# Aim of the exercise
Reproduce the records below with "gas burner" swapped for "stove" and everything else unchanged. Leave out the pictures.

[Bounding box data excerpts]
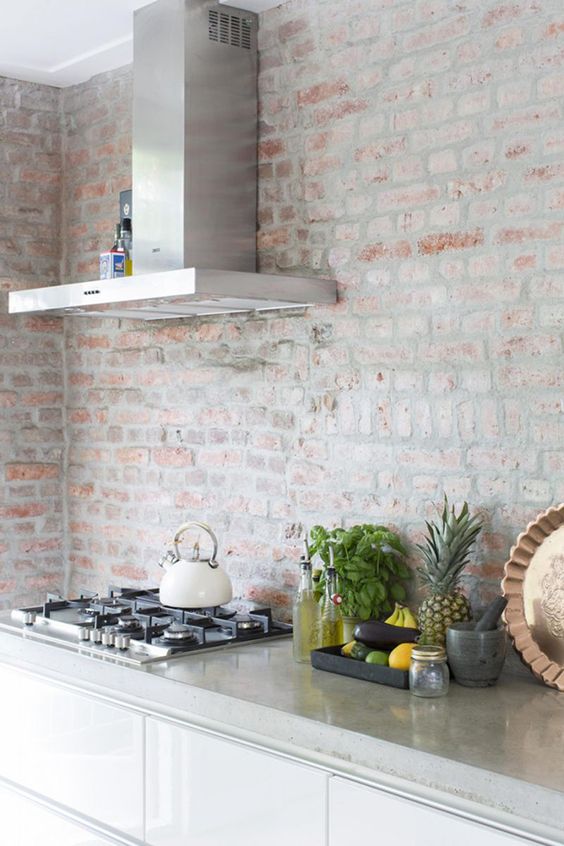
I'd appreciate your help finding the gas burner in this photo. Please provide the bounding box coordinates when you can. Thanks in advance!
[118,614,143,632]
[236,617,262,634]
[162,623,197,644]
[7,585,292,665]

# Answer below
I'd appreciate your help finding the stove in this photo. Please provide the bounding box coordinates when you can. Thanks in advance!
[118,614,143,632]
[236,617,262,634]
[162,623,197,644]
[7,585,292,665]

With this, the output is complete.